§ **Excerpt to read**:
In October 2014, Guernsey once again sent a delegation of representatives to Hong Kong, Shanghai and Beijing to raise awareness of the island’s private wealth and investment fund offerings with current and prospective contacts in the region. Whilst in Beijing, representatives from the States of Guernsey signed a ‘Statement of Cooperation’ with the Beijing Municipal Bureau of Financial Work. The Statement provides for cooperation in promoting development and prosperity in both jurisdictions, with proposals for arranging exchange programs, training courses and educational workshops between the two regions.
Having signed the UK-Guernsey and US-Guernsey intergovernmental agreements in relation to the Foreign Account Tax Compliance Act (FATCA) in October and December 2013 respectively, procedures are well underway in Guernsey’s finance industry to achieve FATCA compliance. Guernsey has already signified its intention to adopt the Common Reporting and Due Diligence Standard being developed by the Organisation for Economic Cooperation and Development.

§ **List of tasks**:
1 - In the passage on Guernsey's finance industry, with which body did States of Guernsey representatives sign a 'Statement of Cooperation' in Beijing?
2 - Copy the passage on Guernsey's finance industry word for word, from "In October 2014, Guernsey" up to and including "the two regions.".
3 - Write what comes next in the passage on Guernsey's finance industry, picking up after its final sentence.

§ **Records**:

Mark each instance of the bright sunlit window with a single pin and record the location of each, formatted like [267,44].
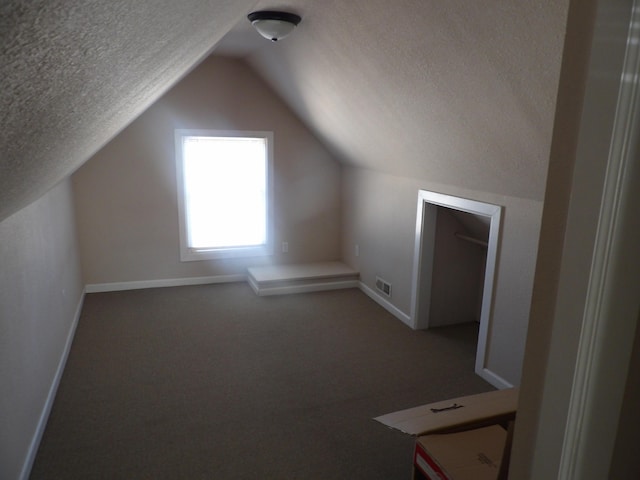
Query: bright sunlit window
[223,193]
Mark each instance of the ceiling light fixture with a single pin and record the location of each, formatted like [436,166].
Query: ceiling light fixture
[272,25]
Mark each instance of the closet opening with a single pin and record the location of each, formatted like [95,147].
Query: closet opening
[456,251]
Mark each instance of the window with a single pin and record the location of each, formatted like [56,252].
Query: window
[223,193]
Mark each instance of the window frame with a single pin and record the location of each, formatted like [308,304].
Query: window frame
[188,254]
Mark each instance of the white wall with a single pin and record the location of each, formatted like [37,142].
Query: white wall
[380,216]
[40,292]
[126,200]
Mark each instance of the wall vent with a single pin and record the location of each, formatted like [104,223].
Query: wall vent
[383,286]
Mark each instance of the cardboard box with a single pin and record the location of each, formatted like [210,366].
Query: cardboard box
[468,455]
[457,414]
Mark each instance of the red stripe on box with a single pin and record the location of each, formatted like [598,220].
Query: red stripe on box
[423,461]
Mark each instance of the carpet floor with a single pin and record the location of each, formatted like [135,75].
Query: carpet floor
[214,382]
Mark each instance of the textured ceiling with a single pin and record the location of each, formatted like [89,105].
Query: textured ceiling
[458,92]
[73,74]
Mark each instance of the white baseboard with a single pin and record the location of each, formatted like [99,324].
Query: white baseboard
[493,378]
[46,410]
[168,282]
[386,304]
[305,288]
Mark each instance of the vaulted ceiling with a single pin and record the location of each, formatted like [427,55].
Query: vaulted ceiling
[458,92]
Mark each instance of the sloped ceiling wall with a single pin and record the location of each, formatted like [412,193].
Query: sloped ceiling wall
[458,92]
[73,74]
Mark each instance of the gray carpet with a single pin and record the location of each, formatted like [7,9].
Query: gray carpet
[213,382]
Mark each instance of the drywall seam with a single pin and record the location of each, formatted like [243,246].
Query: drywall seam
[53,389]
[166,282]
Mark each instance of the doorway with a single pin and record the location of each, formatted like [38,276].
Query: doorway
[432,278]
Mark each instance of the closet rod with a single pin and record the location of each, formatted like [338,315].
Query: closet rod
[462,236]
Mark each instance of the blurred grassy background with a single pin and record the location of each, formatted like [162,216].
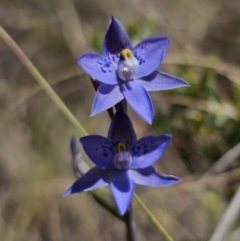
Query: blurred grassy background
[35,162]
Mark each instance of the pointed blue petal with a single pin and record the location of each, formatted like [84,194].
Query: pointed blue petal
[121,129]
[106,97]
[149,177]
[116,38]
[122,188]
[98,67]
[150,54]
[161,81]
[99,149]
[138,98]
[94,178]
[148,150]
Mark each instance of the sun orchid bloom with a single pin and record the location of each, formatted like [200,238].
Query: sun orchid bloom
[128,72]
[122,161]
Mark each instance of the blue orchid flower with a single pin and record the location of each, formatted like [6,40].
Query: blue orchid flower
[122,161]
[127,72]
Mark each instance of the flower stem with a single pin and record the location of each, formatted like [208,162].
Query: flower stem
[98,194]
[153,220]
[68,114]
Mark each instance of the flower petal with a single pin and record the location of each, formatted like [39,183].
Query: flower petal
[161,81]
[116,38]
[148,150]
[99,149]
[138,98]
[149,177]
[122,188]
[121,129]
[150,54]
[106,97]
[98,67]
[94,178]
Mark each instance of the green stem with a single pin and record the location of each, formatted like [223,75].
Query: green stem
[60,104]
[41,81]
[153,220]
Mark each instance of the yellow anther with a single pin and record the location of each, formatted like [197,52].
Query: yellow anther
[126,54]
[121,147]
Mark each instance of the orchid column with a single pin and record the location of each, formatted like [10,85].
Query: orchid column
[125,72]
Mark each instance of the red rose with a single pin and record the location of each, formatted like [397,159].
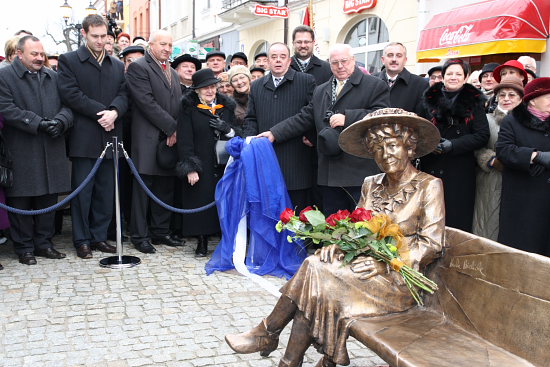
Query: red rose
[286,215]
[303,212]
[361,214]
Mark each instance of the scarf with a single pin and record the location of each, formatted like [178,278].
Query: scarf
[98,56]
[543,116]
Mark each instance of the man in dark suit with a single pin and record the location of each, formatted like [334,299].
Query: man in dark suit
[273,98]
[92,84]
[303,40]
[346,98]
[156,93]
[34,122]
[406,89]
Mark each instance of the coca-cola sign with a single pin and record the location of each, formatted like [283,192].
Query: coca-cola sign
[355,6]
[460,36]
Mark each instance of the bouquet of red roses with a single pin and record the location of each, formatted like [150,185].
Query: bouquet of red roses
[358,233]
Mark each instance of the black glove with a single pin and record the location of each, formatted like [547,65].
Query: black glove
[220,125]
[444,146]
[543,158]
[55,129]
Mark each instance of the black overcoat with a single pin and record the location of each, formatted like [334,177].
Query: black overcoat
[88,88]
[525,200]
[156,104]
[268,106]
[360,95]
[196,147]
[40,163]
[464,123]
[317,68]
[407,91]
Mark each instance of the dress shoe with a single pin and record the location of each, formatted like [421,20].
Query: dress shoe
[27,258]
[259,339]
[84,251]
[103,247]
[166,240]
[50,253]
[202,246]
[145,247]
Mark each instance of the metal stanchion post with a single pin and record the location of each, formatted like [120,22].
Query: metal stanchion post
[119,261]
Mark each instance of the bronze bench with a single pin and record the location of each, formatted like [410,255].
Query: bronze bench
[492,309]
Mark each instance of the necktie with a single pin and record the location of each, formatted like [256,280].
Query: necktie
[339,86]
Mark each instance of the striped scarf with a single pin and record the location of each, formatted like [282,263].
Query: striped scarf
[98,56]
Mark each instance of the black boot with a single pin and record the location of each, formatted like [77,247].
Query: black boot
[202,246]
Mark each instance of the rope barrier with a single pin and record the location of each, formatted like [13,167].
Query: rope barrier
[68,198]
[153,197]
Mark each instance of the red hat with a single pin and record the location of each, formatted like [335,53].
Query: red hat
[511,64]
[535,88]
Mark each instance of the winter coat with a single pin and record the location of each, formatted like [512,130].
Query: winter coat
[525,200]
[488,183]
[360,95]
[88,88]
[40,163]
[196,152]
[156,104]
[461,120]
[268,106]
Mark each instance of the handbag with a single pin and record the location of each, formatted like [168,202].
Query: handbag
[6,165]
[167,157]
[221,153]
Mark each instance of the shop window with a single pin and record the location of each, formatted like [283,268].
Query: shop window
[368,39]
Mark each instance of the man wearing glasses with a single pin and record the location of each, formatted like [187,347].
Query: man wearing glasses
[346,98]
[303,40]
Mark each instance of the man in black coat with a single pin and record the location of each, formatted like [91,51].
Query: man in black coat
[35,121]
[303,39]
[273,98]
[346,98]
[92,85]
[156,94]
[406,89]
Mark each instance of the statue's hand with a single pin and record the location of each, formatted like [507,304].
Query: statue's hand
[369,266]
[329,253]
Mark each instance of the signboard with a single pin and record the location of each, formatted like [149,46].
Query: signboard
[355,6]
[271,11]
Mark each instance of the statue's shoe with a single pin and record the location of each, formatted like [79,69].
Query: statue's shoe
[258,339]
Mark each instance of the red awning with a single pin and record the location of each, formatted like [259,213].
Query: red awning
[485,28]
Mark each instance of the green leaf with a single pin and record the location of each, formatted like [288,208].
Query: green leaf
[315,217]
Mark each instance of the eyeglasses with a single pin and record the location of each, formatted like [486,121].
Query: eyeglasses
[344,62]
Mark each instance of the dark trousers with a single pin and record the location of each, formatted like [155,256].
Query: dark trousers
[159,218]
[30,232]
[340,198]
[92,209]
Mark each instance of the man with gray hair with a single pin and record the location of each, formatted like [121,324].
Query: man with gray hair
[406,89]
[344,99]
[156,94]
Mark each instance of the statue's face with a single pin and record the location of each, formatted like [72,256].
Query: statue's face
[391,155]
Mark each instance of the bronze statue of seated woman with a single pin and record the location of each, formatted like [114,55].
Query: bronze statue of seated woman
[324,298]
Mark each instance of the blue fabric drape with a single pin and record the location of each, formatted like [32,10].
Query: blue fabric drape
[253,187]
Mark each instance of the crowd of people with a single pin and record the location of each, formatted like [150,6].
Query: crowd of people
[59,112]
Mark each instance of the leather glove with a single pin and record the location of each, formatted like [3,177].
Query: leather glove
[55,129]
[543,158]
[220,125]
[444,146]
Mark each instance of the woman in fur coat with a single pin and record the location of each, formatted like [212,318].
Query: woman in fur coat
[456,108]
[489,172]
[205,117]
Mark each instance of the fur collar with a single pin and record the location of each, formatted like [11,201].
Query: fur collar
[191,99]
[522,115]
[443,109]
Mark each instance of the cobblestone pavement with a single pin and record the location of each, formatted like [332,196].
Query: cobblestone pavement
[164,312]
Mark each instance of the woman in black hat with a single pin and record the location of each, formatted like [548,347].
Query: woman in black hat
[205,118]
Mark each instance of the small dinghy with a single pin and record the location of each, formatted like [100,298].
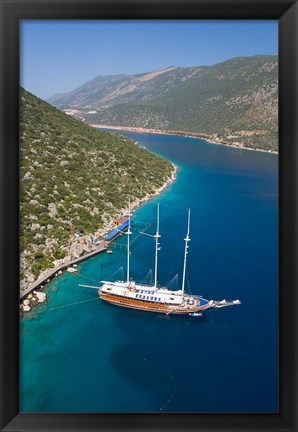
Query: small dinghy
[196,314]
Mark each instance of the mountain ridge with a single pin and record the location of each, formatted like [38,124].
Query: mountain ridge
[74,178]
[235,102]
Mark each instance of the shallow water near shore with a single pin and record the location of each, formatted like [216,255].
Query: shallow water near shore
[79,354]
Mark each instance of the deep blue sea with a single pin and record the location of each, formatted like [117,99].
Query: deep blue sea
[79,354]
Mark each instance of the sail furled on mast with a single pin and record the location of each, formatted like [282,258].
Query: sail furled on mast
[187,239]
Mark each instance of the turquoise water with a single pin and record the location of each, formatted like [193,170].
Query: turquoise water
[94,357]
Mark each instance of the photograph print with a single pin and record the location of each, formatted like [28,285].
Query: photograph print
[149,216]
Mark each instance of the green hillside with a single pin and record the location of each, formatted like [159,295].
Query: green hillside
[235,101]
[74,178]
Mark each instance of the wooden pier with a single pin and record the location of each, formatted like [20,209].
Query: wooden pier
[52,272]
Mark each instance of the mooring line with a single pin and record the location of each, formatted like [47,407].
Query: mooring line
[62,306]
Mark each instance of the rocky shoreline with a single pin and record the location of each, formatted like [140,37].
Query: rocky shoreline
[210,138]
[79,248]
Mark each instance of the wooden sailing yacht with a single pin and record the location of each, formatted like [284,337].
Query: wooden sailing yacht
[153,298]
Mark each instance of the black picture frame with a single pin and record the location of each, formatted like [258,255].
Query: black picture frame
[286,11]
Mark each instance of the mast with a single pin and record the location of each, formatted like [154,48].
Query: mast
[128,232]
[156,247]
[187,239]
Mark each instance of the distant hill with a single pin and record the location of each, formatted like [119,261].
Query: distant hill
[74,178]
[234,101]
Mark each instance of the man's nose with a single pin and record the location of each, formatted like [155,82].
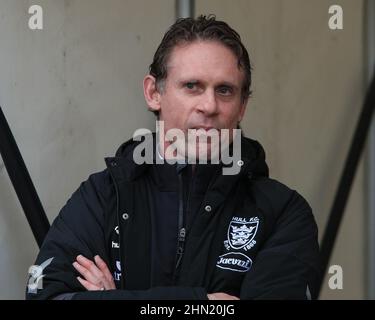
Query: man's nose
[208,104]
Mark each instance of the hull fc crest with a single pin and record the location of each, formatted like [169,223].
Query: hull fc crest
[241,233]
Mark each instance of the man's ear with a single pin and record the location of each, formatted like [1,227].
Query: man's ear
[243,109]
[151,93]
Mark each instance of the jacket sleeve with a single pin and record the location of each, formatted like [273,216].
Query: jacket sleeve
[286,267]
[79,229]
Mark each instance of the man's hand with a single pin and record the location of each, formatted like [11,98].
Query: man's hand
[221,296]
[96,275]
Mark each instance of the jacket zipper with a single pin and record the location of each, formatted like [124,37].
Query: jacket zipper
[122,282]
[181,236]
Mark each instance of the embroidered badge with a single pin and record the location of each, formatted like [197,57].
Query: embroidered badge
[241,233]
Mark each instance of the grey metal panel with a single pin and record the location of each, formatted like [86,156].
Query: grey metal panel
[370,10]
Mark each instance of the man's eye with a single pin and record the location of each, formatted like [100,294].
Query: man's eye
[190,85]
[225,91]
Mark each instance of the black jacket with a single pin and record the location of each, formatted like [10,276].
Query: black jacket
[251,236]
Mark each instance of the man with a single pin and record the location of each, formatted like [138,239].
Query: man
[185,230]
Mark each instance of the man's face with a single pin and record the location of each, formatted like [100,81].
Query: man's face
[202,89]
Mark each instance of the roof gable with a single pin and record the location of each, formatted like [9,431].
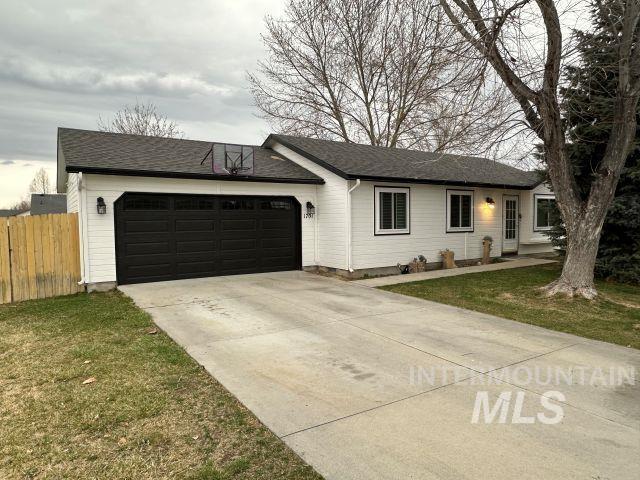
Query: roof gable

§ **Answers to the exercises**:
1 - The Beijing Municipal Bureau of Financial Work.

2 -
In October 2014, Guernsey once again sent a delegation of representatives to Hong Kong, Shanghai and Beijing to raise awareness of the island’s private wealth and investment fund offerings with current and prospective contacts in the region. Whilst in Beijing, representatives from the States of Guernsey signed a ‘Statement of Cooperation’ with the Beijing Municipal Bureau of Financial Work. The Statement provides for cooperation in promoting development and prosperity in both jurisdictions, with proposals for arranging exchange programs, training courses and educational workshops between the two regions.

3 -
In the last year Guernsey has signed three bilateral Double Taxation Arrangements (DTAs), meaning that it has now signed comprehensive DTAs with the following 13 jurisdictions: UK, Singapore, Malta, the Isle of Man, Jersey, Hong Kong, Monaco, Qatar, Luxembourg, Mauritius, Cyprus, Liechtenstein and the Seychelles. In addition, Guernsey is party to over 50 bilateral Tax Information Exchange Agreements, a full list of which can be accessed on the States of Guernsey website.
2015 and beyond
Guernsey is embracing change as it looks to secure its future as a leading international finance centre in what, at times, can be a challenging environment. Guernsey will continue to meet these challenges by providing an innovative business culture, responsive regulator, stable government and tax neutrality.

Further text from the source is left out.